◆ What to do ◆
Reproduce every one of the entries below verbatim, leaving each line unchanged.

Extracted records
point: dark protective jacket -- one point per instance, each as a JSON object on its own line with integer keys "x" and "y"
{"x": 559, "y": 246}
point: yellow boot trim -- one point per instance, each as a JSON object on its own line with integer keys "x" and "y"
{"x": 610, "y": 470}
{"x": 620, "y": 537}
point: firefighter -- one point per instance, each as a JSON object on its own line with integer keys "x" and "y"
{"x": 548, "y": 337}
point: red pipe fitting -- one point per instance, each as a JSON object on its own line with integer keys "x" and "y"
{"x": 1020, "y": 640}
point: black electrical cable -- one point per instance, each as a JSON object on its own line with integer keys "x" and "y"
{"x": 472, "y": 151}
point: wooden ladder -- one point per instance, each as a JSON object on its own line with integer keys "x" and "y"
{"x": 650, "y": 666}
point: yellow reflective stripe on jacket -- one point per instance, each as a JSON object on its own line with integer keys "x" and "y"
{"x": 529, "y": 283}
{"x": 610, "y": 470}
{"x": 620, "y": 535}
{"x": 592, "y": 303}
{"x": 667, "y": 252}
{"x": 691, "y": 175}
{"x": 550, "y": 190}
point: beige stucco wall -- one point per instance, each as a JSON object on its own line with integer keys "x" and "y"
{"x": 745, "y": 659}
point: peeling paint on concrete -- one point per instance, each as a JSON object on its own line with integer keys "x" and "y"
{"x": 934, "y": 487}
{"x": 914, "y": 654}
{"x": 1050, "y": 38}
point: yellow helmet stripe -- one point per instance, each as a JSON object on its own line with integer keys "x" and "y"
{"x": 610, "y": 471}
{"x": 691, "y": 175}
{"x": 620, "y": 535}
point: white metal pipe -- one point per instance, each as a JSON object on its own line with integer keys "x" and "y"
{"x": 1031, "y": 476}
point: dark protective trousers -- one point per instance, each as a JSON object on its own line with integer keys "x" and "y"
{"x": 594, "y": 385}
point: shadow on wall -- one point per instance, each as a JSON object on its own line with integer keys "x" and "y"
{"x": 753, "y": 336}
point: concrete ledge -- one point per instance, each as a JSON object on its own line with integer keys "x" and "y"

◆ Finished answer ◆
point: dark protective jacket -- one point per instance, each as a JSON object on its own line with integer keys "x" and "y"
{"x": 559, "y": 246}
point: yellow boot trim -- one point per instance, each as a JSON object on its own line with integer keys "x" and "y"
{"x": 610, "y": 470}
{"x": 620, "y": 537}
point: firefighter -- one point per instance, each as a JSON object on its own line with integer keys "x" and "y"
{"x": 548, "y": 337}
point: red pipe fitting -- one point per instance, each as a JSON object on its own line with integer keys "x" and "y"
{"x": 1020, "y": 640}
point: black electrical cable -- one point per instance, each as a JSON object on its own line with integer keys "x" and "y"
{"x": 472, "y": 151}
point: wooden ladder -- one point per instance, each as a JSON object on its own line with integer keys "x" and "y"
{"x": 650, "y": 666}
point: yellow reflective stripe on jacket -- one point per instance, each as a JSON object on its own line with integer keys "x" and "y"
{"x": 529, "y": 283}
{"x": 610, "y": 470}
{"x": 620, "y": 535}
{"x": 592, "y": 303}
{"x": 667, "y": 252}
{"x": 691, "y": 175}
{"x": 550, "y": 190}
point: beige stucco wall -- one point per instance, each as a JSON object on its own line with integer keys "x" and "y"
{"x": 745, "y": 659}
point: peeling paint on concrete -- one point per instance, each as a JSON object on its own line with integer keys "x" and "y"
{"x": 934, "y": 487}
{"x": 914, "y": 654}
{"x": 1050, "y": 38}
point: yellow helmet stripe -- one point per instance, each as a JSON object on its own line with integer keys "x" and "y"
{"x": 610, "y": 471}
{"x": 691, "y": 175}
{"x": 620, "y": 535}
point: white metal pipe -- one point per instance, each as a JSON object on its own line with integer keys "x" and "y"
{"x": 1031, "y": 476}
point: dark protective trousers -- one point per instance, each as a JSON object on its own line with integer keys "x" and "y"
{"x": 594, "y": 385}
point: shadow on wall -- one point per instance, each as a JSON object on its own line with integer keys "x" and "y"
{"x": 753, "y": 336}
point: concrete ledge -- one point per instance, each as a JSON object on its own line with integer keys "x" and "y"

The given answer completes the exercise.